* WHAT IS BEING ASKED *
In the Great Expectations tutorial below, what command creates a new datasource?

SUPPLIED TEXT START

Data Pipelines with Great Expectations | Step 2: Connect to data

Before you can validate data you first need to have data that needs to be validated. A datasource is simply the data at some stage in your pipeline that needs to be validated before it can move to the next stage in your pipeline.

While inside your gx-getting-started directory in your terminal, run the following command to create a new datasource:

great_expectations datasource new

The format of GX CLI commands

Most of the GX CLI commands follow this format:
great_expectations <noun> <verb>
For more details you can type one of the following commands in a terminal:
great_expectations --help
great_expectations <noun> --help
great_expectations <noun> <verb> --help

You will be prompted to select a type of datasource:

What data would you like Great Expectations to connect to?
    1. Files on a filesystem (for processing with Pandas or Spark)
    2. Relational database (SQL)
:1

Since we will be using the local data files in our data directory, select option 1 and press Enter.

The next prompt will ask you how you want to process your data files:

What are you processing your files with?
    1. Pandas
    2. PySpark
:1

Select option 1 and press Enter.

The final prompt for your datasource asks where your data is located:

Enter the path of the root directory where the data files are stored. If files are on local disk enter a path relative to your current working directory or an absolute path.

SUPPLIED TEXT END
INFORMATION START

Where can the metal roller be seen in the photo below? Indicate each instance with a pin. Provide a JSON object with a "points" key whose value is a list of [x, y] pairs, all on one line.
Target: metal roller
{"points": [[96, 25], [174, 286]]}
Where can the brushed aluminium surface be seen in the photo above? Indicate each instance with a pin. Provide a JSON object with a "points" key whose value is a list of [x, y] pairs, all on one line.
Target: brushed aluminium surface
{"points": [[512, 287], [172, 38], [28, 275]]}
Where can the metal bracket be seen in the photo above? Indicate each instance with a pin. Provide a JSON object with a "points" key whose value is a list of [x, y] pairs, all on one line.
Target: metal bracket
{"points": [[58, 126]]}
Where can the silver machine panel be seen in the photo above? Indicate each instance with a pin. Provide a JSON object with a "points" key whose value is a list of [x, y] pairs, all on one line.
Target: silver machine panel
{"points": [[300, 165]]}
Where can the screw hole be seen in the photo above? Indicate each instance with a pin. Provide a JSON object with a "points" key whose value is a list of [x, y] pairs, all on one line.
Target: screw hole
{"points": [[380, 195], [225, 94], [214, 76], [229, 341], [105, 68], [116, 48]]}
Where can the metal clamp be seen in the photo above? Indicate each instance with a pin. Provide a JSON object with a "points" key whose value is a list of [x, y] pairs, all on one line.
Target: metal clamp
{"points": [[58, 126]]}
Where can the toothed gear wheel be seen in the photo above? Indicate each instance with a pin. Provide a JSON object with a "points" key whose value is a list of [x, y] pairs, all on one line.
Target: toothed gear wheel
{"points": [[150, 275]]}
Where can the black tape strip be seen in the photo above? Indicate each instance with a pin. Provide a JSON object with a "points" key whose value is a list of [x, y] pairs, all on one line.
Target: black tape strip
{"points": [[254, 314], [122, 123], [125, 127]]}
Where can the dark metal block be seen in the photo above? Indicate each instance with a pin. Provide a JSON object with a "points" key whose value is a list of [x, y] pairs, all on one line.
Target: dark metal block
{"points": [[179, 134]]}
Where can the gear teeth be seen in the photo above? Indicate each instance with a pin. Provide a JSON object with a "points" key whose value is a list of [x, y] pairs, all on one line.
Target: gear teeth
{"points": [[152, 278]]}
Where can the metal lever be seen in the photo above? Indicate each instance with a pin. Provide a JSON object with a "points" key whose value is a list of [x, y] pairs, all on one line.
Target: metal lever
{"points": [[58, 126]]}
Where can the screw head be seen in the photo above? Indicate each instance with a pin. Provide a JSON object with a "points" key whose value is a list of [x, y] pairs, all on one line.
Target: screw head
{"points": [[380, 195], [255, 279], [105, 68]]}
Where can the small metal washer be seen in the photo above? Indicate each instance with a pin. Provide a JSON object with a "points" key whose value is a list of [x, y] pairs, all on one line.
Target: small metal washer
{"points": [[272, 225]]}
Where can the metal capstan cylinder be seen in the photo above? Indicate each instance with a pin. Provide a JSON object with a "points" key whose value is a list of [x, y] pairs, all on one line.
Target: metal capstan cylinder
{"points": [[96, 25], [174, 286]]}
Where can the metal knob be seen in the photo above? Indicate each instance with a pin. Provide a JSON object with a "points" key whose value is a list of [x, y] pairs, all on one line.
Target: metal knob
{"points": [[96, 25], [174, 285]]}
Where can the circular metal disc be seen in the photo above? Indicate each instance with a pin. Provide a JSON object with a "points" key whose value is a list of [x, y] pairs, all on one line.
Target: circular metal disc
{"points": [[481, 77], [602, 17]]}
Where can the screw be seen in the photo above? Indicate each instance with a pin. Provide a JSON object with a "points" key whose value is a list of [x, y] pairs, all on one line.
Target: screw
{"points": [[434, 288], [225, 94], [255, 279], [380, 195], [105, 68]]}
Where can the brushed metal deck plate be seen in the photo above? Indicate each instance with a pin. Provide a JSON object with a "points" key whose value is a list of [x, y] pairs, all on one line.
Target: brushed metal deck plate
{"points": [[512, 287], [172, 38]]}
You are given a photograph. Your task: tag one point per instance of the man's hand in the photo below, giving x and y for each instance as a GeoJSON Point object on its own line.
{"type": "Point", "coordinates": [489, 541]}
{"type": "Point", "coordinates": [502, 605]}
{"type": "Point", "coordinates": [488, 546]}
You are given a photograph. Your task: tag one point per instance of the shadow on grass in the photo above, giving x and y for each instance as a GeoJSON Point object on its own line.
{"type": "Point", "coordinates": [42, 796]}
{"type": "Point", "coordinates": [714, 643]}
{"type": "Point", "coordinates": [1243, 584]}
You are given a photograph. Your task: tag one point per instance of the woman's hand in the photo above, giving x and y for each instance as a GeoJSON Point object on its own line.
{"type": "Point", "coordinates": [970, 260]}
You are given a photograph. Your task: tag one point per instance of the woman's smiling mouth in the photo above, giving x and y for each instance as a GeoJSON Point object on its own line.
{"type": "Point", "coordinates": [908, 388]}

INFORMATION END

* EXPECTED ANSWER *
great_expectations datasource new